Required work »
Restate the data word for word. Leave the pictures out.

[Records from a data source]

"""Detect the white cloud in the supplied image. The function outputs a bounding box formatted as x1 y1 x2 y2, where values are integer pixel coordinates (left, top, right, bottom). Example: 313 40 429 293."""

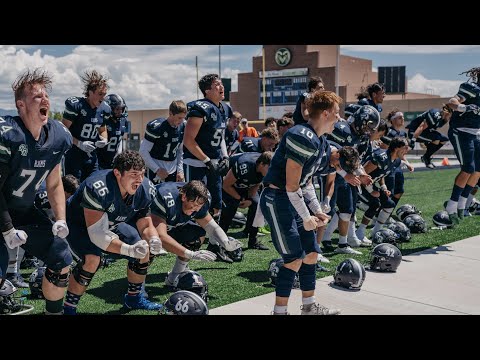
0 45 250 111
408 73 461 97
341 45 480 54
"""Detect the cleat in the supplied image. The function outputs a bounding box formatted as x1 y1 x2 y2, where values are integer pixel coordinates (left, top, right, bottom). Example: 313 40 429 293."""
248 241 269 250
7 273 29 288
334 246 362 255
317 253 330 263
124 293 163 311
301 303 340 315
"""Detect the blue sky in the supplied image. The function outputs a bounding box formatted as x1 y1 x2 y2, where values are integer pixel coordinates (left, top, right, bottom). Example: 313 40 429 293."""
0 45 478 112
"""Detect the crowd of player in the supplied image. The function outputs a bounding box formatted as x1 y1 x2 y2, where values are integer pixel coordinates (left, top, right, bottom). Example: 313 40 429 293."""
1 66 479 315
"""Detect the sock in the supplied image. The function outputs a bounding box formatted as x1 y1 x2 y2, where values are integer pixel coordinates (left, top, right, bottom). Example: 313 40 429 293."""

Response to the task »
"""Detect the white cloud in the supplied image. The function outputs a bounding box formatted as x1 y1 x2 y2, where values are integer pixel coordinates (left, top, right, bottom). Example: 313 40 429 293."""

0 45 250 111
408 73 461 97
341 45 480 54
"""Detect the cleat in the supplied image. The function outputs a bounding box formatted as x1 y1 x2 y2, where values are integer pixel coordinates (left, top, right, bottom). Example: 313 40 429 293."""
248 241 269 250
7 273 29 288
334 246 362 255
317 253 330 263
124 293 163 311
301 303 340 315
"""Detect the blue sky in the supplied image. The function outputs a bounding box formatted as x1 y1 x2 y2, where values are integer pixel coordinates (left, top, right, bottom). Example: 313 40 429 293."""
0 45 478 112
"""Detect the crowd of player in the supplied image. The function outputs a bounding box formatted as x1 y1 x2 y2, where values are integer pixel coordinates (left, top, right, bottom). Example: 313 40 429 293."""
1 66 479 315
"""Detect the sock in the supplied image. The function outputs a bounding box formatted as x1 y1 x2 y2, where values are integer pixel coordinates (left, top, right, bottom). Example: 313 40 429 293."""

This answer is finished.